[Brief]
Transcribe all of the material below line for line, without altering a single character.

Spatial annotation material
-*-*-
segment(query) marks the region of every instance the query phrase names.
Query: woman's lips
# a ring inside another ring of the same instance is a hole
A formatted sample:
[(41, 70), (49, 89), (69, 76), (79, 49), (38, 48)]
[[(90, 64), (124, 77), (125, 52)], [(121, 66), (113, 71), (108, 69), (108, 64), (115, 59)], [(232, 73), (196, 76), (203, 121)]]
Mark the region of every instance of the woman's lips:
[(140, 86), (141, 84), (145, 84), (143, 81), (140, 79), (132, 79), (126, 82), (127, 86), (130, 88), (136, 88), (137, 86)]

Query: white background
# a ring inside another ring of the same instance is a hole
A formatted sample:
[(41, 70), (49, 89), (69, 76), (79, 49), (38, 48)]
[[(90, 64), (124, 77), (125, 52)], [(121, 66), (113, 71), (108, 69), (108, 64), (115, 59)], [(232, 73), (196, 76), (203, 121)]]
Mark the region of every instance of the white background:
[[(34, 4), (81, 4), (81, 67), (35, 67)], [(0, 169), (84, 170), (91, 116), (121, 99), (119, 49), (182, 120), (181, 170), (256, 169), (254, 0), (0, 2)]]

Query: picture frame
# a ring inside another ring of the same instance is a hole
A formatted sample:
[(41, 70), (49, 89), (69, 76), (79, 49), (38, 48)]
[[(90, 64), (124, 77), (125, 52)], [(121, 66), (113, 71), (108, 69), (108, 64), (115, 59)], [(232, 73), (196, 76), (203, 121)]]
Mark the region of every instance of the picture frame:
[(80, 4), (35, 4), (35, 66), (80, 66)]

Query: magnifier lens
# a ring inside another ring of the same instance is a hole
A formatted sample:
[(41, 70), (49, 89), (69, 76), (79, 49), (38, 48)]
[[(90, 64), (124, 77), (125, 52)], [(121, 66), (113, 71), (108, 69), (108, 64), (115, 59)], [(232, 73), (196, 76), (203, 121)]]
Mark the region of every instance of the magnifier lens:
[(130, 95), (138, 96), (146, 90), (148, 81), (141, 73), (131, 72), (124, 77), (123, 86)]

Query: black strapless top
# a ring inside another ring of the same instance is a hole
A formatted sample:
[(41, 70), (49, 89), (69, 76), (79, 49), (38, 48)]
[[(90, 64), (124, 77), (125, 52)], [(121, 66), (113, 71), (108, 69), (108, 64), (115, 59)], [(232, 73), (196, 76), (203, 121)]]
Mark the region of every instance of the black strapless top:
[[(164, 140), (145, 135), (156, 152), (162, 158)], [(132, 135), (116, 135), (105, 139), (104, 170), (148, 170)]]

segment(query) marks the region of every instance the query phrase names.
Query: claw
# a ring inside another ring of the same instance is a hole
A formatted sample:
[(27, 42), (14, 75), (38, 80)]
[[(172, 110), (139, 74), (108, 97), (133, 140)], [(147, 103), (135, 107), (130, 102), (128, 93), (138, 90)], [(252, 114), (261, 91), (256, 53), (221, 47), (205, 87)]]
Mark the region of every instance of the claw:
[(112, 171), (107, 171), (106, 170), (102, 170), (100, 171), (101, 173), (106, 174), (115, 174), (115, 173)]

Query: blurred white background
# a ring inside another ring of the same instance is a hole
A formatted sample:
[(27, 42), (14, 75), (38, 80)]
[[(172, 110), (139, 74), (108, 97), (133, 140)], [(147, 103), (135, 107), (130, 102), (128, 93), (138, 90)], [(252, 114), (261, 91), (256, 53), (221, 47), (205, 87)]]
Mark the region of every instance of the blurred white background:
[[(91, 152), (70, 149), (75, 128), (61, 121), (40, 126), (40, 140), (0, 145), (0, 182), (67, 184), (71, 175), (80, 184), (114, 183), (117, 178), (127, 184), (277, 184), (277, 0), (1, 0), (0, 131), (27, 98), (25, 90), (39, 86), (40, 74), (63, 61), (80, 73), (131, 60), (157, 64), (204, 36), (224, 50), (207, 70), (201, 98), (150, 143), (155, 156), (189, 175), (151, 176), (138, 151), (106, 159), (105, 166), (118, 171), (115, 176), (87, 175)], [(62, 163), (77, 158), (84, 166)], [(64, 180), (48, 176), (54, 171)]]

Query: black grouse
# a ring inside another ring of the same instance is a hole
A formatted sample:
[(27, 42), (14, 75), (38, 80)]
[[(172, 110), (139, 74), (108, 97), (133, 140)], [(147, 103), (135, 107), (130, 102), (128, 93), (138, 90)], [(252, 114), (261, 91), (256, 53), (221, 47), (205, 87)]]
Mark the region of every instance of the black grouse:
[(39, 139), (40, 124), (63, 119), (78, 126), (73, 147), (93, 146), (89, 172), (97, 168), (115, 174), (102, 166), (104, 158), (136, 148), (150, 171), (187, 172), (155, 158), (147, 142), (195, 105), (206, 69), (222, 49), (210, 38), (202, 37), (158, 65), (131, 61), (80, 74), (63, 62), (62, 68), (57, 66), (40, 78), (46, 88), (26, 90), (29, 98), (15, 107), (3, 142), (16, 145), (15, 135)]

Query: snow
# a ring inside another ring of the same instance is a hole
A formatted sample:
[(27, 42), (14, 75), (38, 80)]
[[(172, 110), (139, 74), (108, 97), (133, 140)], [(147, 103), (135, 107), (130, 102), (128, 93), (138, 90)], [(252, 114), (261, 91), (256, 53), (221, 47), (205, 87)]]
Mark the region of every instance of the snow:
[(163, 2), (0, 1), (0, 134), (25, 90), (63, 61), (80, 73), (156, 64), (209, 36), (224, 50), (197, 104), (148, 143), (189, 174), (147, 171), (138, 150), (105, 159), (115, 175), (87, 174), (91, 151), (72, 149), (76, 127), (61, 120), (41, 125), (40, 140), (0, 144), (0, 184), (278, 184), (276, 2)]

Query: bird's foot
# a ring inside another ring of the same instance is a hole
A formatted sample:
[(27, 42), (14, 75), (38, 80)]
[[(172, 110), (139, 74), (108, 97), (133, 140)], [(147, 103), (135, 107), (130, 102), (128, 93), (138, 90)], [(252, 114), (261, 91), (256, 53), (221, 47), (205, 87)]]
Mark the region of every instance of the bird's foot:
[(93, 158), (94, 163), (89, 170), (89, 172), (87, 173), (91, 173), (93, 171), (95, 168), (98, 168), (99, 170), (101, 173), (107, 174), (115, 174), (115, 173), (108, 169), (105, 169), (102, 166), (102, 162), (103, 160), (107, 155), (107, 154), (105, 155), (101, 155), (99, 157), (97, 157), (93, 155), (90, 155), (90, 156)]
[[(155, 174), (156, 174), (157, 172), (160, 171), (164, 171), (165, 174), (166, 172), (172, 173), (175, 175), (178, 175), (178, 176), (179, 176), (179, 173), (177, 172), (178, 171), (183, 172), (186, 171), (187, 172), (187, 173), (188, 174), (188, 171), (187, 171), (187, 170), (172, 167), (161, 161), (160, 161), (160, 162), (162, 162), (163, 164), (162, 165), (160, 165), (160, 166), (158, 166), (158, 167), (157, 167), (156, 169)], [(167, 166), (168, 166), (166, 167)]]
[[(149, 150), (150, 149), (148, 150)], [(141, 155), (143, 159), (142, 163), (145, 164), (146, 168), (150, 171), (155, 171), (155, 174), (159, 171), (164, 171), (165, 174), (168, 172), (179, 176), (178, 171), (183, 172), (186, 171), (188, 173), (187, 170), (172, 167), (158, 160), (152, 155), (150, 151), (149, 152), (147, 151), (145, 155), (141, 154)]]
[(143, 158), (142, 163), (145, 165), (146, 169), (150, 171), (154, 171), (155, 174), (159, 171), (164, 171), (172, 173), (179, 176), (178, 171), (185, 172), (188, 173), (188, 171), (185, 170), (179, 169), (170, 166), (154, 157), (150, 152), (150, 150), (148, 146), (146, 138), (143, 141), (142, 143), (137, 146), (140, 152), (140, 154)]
-*-*-
[Completed exercise]
segment(query) marks the region of every instance the query phrase names.
Query: woman's lips
# a ring inside another ring of the same instance is a hole
A formatted sample:
[(41, 70), (49, 89), (69, 76), (79, 49), (38, 48)]
[[(90, 64), (124, 77), (125, 52)], [(121, 66), (113, 71), (108, 69), (108, 64), (115, 59)], [(232, 73), (196, 76), (203, 121)]]
Mark the region of every instance of the woman's lips:
[(140, 86), (141, 84), (145, 84), (143, 81), (140, 79), (132, 79), (126, 82), (127, 86), (130, 88), (136, 88), (137, 86)]

Query: white background
# a ring inside another ring of the same instance is a hole
A formatted sample:
[(41, 70), (49, 89), (69, 76), (79, 49), (38, 48)]
[[(90, 64), (124, 77), (125, 52)], [(121, 66), (113, 71), (108, 69), (108, 64), (115, 59)], [(232, 73), (196, 76), (203, 121)]]
Mark the region of every instance of the white background:
[[(34, 4), (81, 4), (81, 67), (35, 67)], [(0, 169), (84, 170), (91, 116), (121, 99), (119, 49), (182, 120), (181, 170), (256, 169), (254, 0), (0, 2)]]

Query: picture frame
# a ring inside another ring of the same instance is a hole
A formatted sample:
[(41, 70), (49, 89), (69, 76), (79, 49), (38, 48)]
[[(90, 64), (124, 77), (125, 52)], [(121, 66), (113, 71), (108, 69), (108, 64), (115, 59)], [(232, 73), (196, 76), (203, 121)]]
Mark the region of every instance of the picture frame:
[(80, 4), (35, 4), (35, 66), (80, 66)]

Query: magnifier lens
# a ring inside another ring of the same instance is a hole
A formatted sample:
[(41, 70), (49, 89), (69, 76), (79, 49), (38, 48)]
[[(90, 64), (124, 77), (125, 52)], [(121, 66), (113, 71), (108, 69), (108, 64), (115, 59)], [(232, 73), (196, 76), (203, 121)]]
Mark the region of every instance of the magnifier lens:
[(130, 95), (138, 96), (146, 90), (148, 81), (141, 73), (131, 72), (124, 77), (123, 86)]

Query: black strapless top
# a ring inside another ring of the same instance is a hole
A formatted sample:
[(41, 70), (49, 89), (69, 76), (79, 49), (38, 48)]
[[(90, 64), (124, 77), (125, 52)], [(121, 66), (113, 71), (108, 69), (108, 64), (115, 59)], [(232, 73), (196, 76), (203, 121)]]
Mark the region of every instance of the black strapless top:
[[(164, 140), (145, 135), (156, 152), (162, 158)], [(132, 135), (116, 135), (105, 139), (104, 170), (148, 170)]]

segment(query) marks the region of every instance the query phrase names.
Query: claw
# a ring inside another ring of the same instance is a hole
A formatted sample:
[(27, 42), (14, 75), (38, 80)]
[[(172, 110), (139, 74), (108, 97), (133, 140)], [(147, 103), (135, 107), (130, 102), (128, 93), (138, 90)], [(252, 114), (261, 91), (256, 53), (221, 47), (205, 87)]]
Mark the region of every instance of the claw:
[(112, 171), (107, 171), (106, 170), (102, 170), (100, 171), (101, 173), (106, 174), (115, 174), (115, 173)]

Query: blurred white background
# a ring inside another ring of the same instance is a hole
A formatted sample:
[(27, 42), (14, 75), (38, 80)]
[[(172, 110), (139, 74), (108, 97), (133, 140)], [(147, 103), (135, 107), (130, 102), (128, 93), (138, 90)], [(252, 114), (261, 91), (256, 53), (221, 47), (205, 87)]]
Mark the region of every instance of the blurred white background:
[[(91, 152), (70, 149), (75, 128), (61, 121), (40, 126), (40, 140), (0, 145), (0, 182), (67, 184), (71, 175), (80, 184), (114, 183), (117, 178), (127, 184), (277, 184), (277, 0), (1, 0), (0, 131), (27, 98), (25, 90), (39, 86), (40, 74), (63, 61), (80, 73), (131, 60), (157, 64), (204, 36), (224, 50), (207, 70), (201, 98), (150, 143), (155, 156), (189, 175), (151, 176), (138, 151), (106, 159), (105, 166), (118, 171), (115, 176), (87, 175)], [(62, 163), (77, 158), (84, 166)], [(64, 180), (48, 176), (54, 171)]]

Query: black grouse
# a ring inside another ring of the same instance is a hole
A formatted sample:
[(27, 42), (14, 75), (38, 80)]
[[(172, 110), (139, 74), (108, 97), (133, 140)], [(147, 103), (135, 107), (130, 102), (128, 93), (138, 90)], [(252, 114), (261, 91), (256, 53), (221, 47), (205, 87)]]
Mark the region of every instance of the black grouse:
[(39, 139), (40, 124), (63, 119), (78, 126), (73, 147), (93, 146), (89, 172), (97, 168), (115, 174), (102, 166), (104, 158), (136, 148), (150, 171), (187, 172), (155, 158), (147, 142), (195, 105), (206, 69), (222, 49), (210, 38), (202, 37), (158, 65), (131, 61), (80, 74), (63, 62), (62, 68), (57, 66), (40, 78), (46, 88), (26, 90), (29, 98), (15, 107), (3, 142), (16, 145), (15, 135)]

Query: snow
# a ring inside another ring of the same instance is a hole
A formatted sample:
[(27, 42), (14, 75), (38, 80)]
[[(172, 110), (139, 74), (108, 97), (133, 140)], [(147, 103), (135, 107), (130, 102), (128, 93), (138, 90)], [(252, 114), (261, 91), (256, 53), (221, 47), (205, 87)]]
Mark the region of every instance of the snow:
[(163, 2), (0, 1), (0, 134), (25, 90), (63, 61), (80, 73), (156, 64), (209, 36), (224, 50), (197, 104), (148, 143), (189, 174), (147, 171), (138, 150), (105, 159), (115, 175), (87, 174), (91, 151), (72, 149), (76, 127), (61, 120), (41, 125), (40, 140), (0, 144), (0, 184), (278, 184), (276, 2)]

Query: bird's foot
# a ring inside another ring of the same instance is a hole
A formatted sample:
[(27, 42), (14, 75), (38, 80)]
[[(172, 110), (139, 74), (108, 97), (133, 140)], [(147, 103), (135, 107), (130, 102), (128, 93), (138, 90)], [(252, 114), (261, 91), (256, 53), (221, 47), (205, 87)]]
Mark the region of every instance of the bird's foot:
[(93, 158), (94, 163), (89, 170), (89, 172), (87, 173), (91, 173), (93, 171), (95, 168), (98, 168), (99, 170), (101, 173), (107, 174), (115, 174), (115, 173), (108, 169), (105, 169), (102, 166), (102, 162), (103, 160), (107, 155), (107, 154), (105, 155), (101, 155), (99, 157), (97, 157), (93, 155), (90, 155), (90, 156)]
[[(155, 174), (156, 174), (157, 172), (160, 171), (164, 171), (165, 174), (166, 172), (172, 173), (175, 175), (178, 175), (178, 176), (179, 176), (179, 173), (177, 172), (178, 171), (183, 172), (186, 171), (187, 172), (187, 173), (188, 174), (188, 171), (187, 171), (187, 170), (172, 167), (161, 161), (160, 161), (160, 162), (162, 162), (163, 164), (162, 165), (160, 165), (160, 166), (158, 166), (158, 167), (157, 167), (156, 169)], [(167, 166), (168, 166), (166, 167)]]
[[(149, 150), (150, 149), (148, 150)], [(141, 155), (143, 159), (142, 163), (145, 164), (146, 168), (150, 171), (155, 171), (155, 174), (159, 171), (164, 171), (165, 174), (168, 172), (179, 176), (178, 171), (183, 172), (186, 171), (188, 173), (187, 170), (172, 167), (158, 160), (152, 155), (150, 151), (149, 152), (147, 151), (145, 155), (141, 154)]]
[(143, 158), (142, 163), (145, 165), (146, 169), (150, 171), (154, 171), (155, 174), (159, 171), (164, 171), (172, 173), (179, 176), (178, 171), (185, 172), (188, 173), (188, 171), (185, 170), (179, 169), (170, 166), (154, 157), (150, 152), (150, 150), (148, 146), (146, 138), (143, 141), (142, 143), (137, 146), (140, 152), (140, 154)]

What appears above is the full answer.